(Shape annotation records)

:::

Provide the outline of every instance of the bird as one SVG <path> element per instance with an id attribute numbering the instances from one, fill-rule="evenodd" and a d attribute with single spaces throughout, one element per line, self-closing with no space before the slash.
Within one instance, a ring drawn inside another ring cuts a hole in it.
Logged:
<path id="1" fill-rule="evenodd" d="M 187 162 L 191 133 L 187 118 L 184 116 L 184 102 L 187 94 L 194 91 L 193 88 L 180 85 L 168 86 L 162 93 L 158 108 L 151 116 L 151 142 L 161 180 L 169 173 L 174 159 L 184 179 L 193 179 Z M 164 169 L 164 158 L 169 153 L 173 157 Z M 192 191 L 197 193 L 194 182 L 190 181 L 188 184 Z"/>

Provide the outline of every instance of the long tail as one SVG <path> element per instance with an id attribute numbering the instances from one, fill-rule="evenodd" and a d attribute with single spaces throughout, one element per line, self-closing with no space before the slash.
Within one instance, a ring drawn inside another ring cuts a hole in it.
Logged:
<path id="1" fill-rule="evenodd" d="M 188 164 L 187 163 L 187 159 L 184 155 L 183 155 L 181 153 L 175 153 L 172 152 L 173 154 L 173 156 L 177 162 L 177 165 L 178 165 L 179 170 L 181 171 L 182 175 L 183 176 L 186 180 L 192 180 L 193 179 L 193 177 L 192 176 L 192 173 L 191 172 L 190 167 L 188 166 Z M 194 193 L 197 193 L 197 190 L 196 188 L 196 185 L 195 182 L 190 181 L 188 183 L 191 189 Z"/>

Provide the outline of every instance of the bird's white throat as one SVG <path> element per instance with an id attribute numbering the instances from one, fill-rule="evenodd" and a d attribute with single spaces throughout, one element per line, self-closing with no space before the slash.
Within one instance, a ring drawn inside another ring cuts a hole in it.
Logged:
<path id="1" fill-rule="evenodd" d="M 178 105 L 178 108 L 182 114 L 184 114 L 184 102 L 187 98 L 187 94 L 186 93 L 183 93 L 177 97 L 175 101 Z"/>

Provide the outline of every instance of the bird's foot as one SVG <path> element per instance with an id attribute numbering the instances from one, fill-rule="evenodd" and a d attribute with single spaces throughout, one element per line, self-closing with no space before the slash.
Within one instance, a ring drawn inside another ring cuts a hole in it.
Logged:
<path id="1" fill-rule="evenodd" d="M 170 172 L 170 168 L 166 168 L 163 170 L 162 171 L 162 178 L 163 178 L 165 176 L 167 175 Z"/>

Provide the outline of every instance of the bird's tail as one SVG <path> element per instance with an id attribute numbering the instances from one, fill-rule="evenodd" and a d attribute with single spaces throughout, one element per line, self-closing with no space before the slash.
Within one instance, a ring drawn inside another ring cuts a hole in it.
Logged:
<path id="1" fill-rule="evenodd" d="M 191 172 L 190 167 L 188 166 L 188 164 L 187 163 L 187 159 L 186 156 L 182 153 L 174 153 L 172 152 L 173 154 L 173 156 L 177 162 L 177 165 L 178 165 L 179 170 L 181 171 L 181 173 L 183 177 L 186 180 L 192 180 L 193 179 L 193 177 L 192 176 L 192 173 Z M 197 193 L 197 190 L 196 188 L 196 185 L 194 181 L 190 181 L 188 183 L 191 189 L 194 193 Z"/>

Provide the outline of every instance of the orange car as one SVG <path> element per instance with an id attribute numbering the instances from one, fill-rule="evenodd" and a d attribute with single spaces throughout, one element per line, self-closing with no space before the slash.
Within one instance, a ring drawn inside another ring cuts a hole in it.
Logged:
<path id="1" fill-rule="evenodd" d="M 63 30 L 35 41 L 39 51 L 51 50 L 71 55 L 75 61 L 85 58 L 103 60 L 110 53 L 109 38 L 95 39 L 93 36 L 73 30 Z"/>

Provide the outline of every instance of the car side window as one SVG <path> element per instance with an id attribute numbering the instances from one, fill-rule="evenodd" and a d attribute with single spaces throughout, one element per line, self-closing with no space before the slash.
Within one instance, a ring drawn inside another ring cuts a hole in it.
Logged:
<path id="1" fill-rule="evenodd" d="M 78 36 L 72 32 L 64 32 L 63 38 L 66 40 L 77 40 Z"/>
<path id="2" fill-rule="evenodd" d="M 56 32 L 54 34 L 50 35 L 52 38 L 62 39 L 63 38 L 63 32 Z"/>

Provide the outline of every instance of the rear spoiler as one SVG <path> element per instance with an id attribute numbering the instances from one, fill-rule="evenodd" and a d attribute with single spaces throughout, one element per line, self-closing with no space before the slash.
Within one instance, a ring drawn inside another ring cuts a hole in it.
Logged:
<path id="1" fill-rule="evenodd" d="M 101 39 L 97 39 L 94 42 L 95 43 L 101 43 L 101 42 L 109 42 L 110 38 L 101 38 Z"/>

:::

Your goal: Reproduce the material from the line containing "Provide the outline of every instance of the rear" through the end of the material, both ends included, leaving the requests unchanged. Multiply every coordinate in the answers by 0.6 and round each result to a whole number, with halves rounded up.

Task result:
Provide the outline of every instance of the rear spoiler as one SVG <path> element per instance with an id attribute numbering the instances from one, fill-rule="evenodd" and a d attribute with single spaces throughout, one element per line, self-closing with no space before the slash.
Within one instance, a ring drawn inside another ring cuts a hole in it.
Logged:
<path id="1" fill-rule="evenodd" d="M 61 23 L 58 23 L 56 25 L 57 26 L 61 26 L 61 25 L 65 25 L 66 23 L 61 23 Z"/>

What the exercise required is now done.